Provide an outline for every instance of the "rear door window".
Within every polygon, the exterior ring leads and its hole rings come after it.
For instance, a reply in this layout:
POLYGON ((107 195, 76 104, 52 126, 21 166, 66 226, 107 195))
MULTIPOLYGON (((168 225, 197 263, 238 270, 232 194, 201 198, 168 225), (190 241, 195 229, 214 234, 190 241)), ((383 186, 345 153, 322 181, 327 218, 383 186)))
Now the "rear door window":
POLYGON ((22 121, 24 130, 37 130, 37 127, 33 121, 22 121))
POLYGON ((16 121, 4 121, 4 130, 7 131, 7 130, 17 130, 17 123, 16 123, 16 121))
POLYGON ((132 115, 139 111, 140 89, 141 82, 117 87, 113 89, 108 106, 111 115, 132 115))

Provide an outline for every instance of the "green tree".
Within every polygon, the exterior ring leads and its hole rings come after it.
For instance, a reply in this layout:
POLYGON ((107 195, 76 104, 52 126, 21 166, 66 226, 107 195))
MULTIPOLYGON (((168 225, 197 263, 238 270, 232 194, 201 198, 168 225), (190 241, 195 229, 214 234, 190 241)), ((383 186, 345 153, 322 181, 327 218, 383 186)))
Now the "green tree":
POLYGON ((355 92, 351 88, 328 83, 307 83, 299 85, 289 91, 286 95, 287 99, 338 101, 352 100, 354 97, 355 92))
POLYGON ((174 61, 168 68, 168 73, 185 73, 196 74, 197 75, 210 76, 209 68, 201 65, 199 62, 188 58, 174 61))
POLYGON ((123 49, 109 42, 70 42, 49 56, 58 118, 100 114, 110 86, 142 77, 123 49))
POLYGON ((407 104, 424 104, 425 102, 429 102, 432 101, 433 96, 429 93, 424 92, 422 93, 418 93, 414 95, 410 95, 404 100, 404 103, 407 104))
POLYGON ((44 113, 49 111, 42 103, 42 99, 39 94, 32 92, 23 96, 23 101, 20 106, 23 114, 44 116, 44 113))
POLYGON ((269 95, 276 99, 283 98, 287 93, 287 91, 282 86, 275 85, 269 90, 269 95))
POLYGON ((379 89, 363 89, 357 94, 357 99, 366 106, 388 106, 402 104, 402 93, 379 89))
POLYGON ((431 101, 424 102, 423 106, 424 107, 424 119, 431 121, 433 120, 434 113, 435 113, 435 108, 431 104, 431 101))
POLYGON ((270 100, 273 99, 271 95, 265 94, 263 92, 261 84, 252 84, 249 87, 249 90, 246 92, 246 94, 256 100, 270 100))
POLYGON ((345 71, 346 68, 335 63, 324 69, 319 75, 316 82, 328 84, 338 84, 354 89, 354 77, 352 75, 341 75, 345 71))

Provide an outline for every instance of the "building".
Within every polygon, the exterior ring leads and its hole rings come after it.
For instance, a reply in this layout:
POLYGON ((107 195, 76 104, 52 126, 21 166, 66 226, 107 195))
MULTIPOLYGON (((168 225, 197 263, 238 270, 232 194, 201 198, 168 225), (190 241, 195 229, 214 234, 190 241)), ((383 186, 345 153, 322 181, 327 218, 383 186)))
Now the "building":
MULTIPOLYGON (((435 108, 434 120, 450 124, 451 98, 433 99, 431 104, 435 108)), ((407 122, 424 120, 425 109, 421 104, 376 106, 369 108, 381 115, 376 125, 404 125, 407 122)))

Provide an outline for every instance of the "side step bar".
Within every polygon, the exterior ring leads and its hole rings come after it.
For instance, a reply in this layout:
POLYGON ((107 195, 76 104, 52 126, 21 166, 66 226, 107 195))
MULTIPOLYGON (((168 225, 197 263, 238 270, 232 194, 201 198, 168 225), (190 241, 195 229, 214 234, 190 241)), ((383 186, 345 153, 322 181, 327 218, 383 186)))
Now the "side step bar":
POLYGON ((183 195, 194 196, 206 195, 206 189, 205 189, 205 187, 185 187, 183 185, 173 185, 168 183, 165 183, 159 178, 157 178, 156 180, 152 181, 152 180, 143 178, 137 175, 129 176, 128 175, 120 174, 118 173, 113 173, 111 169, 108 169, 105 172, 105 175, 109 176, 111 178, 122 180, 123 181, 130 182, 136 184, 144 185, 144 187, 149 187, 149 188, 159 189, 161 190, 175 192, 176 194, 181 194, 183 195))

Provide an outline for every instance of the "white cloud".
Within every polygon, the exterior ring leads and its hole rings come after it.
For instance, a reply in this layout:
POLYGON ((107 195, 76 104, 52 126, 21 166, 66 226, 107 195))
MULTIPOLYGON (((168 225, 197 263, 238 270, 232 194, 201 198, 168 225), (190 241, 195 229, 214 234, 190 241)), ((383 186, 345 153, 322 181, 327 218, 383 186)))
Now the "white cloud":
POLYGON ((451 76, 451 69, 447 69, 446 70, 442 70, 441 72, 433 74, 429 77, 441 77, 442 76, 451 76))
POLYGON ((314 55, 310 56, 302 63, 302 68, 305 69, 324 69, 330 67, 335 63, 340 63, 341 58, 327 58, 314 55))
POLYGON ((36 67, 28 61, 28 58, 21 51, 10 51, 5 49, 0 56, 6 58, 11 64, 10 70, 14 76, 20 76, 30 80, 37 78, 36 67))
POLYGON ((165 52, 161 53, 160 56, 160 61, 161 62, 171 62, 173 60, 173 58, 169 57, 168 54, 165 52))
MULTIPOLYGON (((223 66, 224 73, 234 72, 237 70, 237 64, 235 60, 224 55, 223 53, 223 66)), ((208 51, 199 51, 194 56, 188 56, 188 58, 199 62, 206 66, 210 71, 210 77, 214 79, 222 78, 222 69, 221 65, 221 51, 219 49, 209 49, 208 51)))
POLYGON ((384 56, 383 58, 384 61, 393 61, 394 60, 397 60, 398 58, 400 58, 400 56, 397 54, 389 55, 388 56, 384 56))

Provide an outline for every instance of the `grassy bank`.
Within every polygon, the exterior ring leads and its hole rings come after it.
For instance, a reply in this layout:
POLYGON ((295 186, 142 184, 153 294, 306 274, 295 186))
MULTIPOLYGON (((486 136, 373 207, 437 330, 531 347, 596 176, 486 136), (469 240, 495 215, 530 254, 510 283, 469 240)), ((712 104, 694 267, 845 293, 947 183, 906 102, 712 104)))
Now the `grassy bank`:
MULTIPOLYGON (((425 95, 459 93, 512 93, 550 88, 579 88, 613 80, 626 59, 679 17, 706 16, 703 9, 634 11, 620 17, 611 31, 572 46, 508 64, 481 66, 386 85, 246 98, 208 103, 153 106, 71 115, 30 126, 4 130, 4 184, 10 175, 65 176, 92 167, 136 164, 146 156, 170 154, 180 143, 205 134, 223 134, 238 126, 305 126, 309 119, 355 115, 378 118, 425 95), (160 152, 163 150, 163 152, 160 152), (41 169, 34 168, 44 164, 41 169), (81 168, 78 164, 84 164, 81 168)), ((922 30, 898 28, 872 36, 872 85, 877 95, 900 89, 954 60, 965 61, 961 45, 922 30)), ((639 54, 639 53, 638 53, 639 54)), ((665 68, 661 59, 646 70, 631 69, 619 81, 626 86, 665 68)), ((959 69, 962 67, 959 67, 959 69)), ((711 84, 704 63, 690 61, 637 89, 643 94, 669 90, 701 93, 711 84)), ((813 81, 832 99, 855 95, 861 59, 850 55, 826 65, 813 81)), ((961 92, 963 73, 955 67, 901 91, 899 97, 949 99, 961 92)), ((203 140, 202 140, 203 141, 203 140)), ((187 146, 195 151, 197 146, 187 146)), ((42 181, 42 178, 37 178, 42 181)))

PROBLEM » Show every line of the data above that contains the string "rear", copying each line in full. Case counts.

RESPONSE TO THE TASK »
Provide an outline for every instance of the "rear door window".
Now the "rear door window":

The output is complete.